EXCERTO DO DOCUMENTO –
# # # #

Eu observo a animação do alto da varanda do meu apartamento enquanto bebo uma mini. Cada um refresca-se com o que pode. Depois ponho-me a ler o jornal “Dinheiro Vivo”, para me entreter.

 

Fico a saber aquilo que já sabia: que o risco de austeridade depende de como a economia evoluir e que Portugal volta a divergir da Europa. Apenas uma notícia me surpreende: Marta a suceder a Paula, iniciando assim o novo ciclo no império Amorim. Para ser verdadeiro, é essa notícia e o mergulho acrobático do cão na piscina do vizinho, do outro lado da estrada.

 

Passo então ao suplemento de economia do Expresso, jornal com outro peso e dimensão bem mais avantajada. Fixo-me na entrevista de Manuel Carvalho da Silva (antigo secretário-geral da CGTP), agora coordenador do Laboratório Colaborativo para o Trabalho, Emprego e Proteção Social – CoLABOR.

 

Fico a saber que MCS dedica muito do seu precioso tempo a cogitar sobre o impacto da crise no mundo do trabalho. Tendo, por isso, decidido escrever um livro intitulado “Pensar o Futuro – Portugal e o Mundo depois da Covid-19”.

 

Na sua douta opinião, as mudanças que se estão a desenhar no mundo do trabalho decorrem de múltiplos fatores, dado virmos de um percurso de “financeirização da economia e de mercantilização do trabalho”.

 

Além de virmos de “um tempo de cadeias de valor formadas por subcontratações, em que a organização do trabalho é bombardeada por dinâmicas que formam uma harmonização do retrocesso”.

 

A verdade é que estou um pouco baralhado com o linguajar sociológico do senhor Manuel. Mas reconheço que ter ido estudar para a universidade lhe deu músculo argumentativo e estatuto social avantajado.

 

Do outro lado da estrada, desta vez é o vizinho que mergulha o seu avantajado peso nas águas calmas da piscina. O cão põe-se a ladrar e um menino pequeno começa a chorar depois de ter sido surpreendido por uma onda de água que saiu inteirinha da piscina. A avó abre os braços de aflição, a mãe corre em socorro do seu rebento, enquanto o pai da criança sorri e continua a beber o seu gim tónico como se nada fosse com ele. O avô, atrapalhado com a agitação da água, dá umas braçadas para disfarçar o incómodo. O cão continua a ladrar. E o menino a chorar.

 

Peço mais uma mini à Luzia, mas depois lembro-me que estou sozinho em casa. Levanto-me com algum esforço, devido à minha eterna dor na coluna, e vou eu próprio servir-me. Opto então por uma Corona, por causa das coisas. Enfio-lhe pelo gargalo um rodela de lima e dou uma golada das boas.

 

Volto à minha cadeira, parecida com a do Dr. Salazar, e regresso à entrevista do camarada MCS.

 

“A lógica de ver o futuro sem sair daquilo que é dominante e mainstream, considerando que as opiniões dos que estão nas margens são opiniões radicais que não importa ter em conta, ou é posta de lado ou o desastre vai ser ainda maior.”

# # # #

MATERIAL FORNECIDO –
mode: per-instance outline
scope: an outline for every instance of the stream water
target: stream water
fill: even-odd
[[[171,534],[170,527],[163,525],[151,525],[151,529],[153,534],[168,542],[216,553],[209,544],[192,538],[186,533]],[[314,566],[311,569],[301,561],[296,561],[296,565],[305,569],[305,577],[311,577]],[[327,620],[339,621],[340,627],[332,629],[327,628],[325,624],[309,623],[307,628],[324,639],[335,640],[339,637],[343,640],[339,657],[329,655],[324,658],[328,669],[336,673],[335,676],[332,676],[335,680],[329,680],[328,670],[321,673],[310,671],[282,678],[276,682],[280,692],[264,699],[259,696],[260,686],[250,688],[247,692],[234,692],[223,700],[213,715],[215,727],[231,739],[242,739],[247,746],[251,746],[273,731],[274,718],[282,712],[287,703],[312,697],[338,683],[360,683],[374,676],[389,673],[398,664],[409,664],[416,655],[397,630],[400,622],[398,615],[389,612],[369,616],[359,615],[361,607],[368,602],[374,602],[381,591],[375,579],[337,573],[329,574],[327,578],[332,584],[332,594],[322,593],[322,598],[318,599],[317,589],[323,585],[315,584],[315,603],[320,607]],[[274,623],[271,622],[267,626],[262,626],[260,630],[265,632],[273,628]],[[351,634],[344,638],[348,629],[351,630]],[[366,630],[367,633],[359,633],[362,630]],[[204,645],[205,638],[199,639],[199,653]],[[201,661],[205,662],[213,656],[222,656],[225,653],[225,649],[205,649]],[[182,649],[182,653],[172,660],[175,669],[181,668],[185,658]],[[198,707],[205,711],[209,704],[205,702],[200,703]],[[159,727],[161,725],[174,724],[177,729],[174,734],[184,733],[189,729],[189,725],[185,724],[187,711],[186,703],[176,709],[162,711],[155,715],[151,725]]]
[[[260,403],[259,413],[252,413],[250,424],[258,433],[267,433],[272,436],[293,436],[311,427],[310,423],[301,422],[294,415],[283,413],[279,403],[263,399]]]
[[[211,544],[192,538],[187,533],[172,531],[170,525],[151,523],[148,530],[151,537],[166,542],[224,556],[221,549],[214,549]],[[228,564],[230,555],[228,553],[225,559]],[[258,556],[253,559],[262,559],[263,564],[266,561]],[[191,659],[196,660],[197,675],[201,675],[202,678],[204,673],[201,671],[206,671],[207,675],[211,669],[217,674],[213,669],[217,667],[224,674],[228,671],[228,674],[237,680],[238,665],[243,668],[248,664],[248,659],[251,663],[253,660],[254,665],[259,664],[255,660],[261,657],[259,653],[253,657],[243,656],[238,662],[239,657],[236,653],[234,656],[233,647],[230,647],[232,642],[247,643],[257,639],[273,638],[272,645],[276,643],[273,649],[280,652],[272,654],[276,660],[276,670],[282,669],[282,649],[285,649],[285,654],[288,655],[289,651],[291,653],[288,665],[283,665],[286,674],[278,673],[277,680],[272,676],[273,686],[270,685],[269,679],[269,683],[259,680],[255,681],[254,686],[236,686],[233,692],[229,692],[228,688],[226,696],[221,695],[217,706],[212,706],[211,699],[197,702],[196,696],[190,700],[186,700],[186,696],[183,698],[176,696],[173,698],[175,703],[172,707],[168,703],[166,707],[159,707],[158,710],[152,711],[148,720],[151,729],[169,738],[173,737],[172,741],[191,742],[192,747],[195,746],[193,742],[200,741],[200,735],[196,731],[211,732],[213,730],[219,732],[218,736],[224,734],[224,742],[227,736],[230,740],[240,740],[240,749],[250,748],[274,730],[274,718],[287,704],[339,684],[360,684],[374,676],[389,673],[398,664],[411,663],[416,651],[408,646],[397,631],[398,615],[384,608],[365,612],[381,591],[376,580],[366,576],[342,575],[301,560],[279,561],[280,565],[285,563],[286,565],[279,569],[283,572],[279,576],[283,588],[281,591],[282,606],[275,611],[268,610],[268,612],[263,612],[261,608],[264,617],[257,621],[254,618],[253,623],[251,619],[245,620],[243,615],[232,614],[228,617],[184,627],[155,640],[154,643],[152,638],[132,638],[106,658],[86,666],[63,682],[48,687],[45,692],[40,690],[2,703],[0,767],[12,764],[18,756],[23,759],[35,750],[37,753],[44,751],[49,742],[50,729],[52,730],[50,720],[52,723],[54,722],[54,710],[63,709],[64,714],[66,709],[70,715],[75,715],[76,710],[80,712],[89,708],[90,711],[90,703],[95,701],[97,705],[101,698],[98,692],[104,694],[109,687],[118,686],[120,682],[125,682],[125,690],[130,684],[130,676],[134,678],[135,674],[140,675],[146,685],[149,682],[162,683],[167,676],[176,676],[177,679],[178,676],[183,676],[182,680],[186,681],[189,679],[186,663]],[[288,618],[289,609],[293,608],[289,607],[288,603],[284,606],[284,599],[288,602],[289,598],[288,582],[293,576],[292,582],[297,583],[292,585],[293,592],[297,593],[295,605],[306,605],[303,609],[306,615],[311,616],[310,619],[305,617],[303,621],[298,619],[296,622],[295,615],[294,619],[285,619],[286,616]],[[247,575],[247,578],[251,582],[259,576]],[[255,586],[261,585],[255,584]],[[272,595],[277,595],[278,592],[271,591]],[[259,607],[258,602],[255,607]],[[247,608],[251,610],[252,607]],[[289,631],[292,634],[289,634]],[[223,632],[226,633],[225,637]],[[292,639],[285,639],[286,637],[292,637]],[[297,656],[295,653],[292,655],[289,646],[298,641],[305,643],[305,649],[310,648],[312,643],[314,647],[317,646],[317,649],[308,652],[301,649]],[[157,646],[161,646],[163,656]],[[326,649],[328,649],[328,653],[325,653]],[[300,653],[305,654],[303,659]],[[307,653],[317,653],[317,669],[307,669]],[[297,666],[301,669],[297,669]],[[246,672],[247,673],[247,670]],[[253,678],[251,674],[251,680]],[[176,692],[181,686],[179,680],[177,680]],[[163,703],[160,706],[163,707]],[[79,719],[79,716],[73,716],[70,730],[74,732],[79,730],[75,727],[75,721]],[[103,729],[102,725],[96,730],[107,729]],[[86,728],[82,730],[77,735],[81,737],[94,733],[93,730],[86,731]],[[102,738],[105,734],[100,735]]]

# # # #

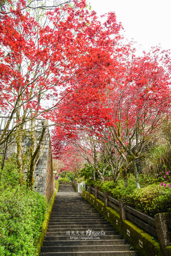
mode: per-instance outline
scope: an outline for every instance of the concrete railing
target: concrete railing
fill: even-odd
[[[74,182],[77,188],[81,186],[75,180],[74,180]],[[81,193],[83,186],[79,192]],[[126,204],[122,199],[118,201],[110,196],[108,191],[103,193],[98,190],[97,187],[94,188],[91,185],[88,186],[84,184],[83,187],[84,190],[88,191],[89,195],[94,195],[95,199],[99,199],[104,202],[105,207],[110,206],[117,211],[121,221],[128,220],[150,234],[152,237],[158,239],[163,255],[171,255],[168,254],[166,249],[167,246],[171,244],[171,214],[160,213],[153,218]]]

# # # #

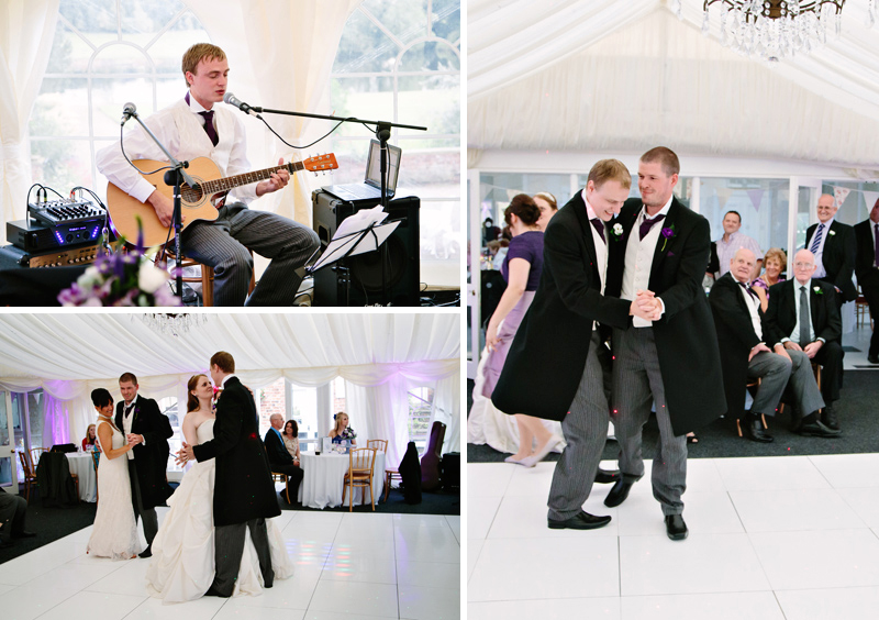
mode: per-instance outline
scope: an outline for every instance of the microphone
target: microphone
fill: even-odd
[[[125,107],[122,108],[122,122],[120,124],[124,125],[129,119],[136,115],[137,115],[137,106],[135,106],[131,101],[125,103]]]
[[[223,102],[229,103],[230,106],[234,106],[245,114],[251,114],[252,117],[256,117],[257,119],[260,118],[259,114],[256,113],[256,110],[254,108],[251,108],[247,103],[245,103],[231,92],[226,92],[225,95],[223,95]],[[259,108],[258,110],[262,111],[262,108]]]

# # # #

TAREFA PEDIDA – Transcreva o trecho do excerto do documento que começa em "Peço mais uma" e segue até "do camarada MCS.", trocando "Corona" por "Sagres".

RESULTADO DA TAREFA –
Peço mais uma mini à Luzia, mas depois lembro-me que estou sozinho em casa. Levanto-me com algum esforço, devido à minha eterna dor na coluna, e vou eu próprio servir-me. Opto então por uma Sagres, por causa das coisas. Enfio-lhe pelo gargalo um rodela de lima e dou uma golada das boas.

 

Volto à minha cadeira, parecida com a do Dr. Salazar, e regresso à entrevista do camarada MCS.